■ **Instructions for the task**
Give the part of the material that opens with the line containing "the white dishwasher" and runs through the end of the material as a JSON list of strings, one string per line, with blank lines left out.

A run of records
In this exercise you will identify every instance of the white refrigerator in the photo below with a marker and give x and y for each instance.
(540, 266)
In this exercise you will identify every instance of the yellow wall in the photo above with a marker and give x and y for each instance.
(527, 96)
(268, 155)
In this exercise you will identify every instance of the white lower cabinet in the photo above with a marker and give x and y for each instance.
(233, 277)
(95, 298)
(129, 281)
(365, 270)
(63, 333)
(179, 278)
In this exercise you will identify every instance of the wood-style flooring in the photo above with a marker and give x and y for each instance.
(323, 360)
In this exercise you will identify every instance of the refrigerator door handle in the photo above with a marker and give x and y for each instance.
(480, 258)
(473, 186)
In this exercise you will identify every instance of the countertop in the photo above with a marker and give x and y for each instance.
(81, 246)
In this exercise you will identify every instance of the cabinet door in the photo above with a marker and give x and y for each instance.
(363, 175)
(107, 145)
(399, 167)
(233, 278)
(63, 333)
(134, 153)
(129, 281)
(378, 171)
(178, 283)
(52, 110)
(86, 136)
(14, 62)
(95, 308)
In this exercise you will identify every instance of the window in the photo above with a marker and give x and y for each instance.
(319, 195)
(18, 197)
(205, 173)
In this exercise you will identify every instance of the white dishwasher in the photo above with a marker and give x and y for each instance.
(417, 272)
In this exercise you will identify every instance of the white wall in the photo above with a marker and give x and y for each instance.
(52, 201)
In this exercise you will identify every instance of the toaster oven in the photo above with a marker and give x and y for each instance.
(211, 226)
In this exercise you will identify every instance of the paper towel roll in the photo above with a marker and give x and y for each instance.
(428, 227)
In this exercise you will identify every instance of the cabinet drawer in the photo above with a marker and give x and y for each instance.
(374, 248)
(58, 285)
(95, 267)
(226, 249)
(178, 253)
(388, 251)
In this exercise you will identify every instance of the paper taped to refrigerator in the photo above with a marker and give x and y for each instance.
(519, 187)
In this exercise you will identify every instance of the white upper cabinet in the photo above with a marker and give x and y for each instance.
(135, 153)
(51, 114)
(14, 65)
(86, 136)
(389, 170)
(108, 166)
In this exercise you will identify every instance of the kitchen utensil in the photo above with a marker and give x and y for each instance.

■ **Response for this exercise**
[
  "In this exercise you will identify every instance of the white dishwasher in the photo above with a marker and give x and y for each instance.",
  "(417, 272)",
  "In this exercise you will identify every instance of the white wall in the photo above with a marker and give x and y for each instance.",
  "(52, 201)",
  "In this exercise you will identify every instance of the toaster oven in the photo above with a marker and give x and y for each instance.",
  "(211, 226)",
  "In this exercise you will identify every instance of the paper towel roll in the photo above with a marker and give x and y for each instance.",
  "(428, 227)",
  "In this exercise you will identify every instance of the cabinet drawer in the photo above with a marker and give x and y for each instance.",
  "(374, 248)",
  "(58, 285)",
  "(95, 267)",
  "(226, 249)",
  "(178, 253)",
  "(388, 251)",
  "In this exercise you will identify every instance of the paper taped to refrigerator in the photo above with a marker and give x and y for each instance.",
  "(519, 187)",
  "In this exercise you will identify every instance of the white upper cabinet in the photo above with a marker and give x and y for each instance.",
  "(135, 153)",
  "(51, 114)",
  "(14, 65)",
  "(86, 136)",
  "(389, 170)",
  "(108, 166)",
  "In this exercise you will identify every instance of the kitchen utensil in the photo above with a marker and give x and y for each instance."
]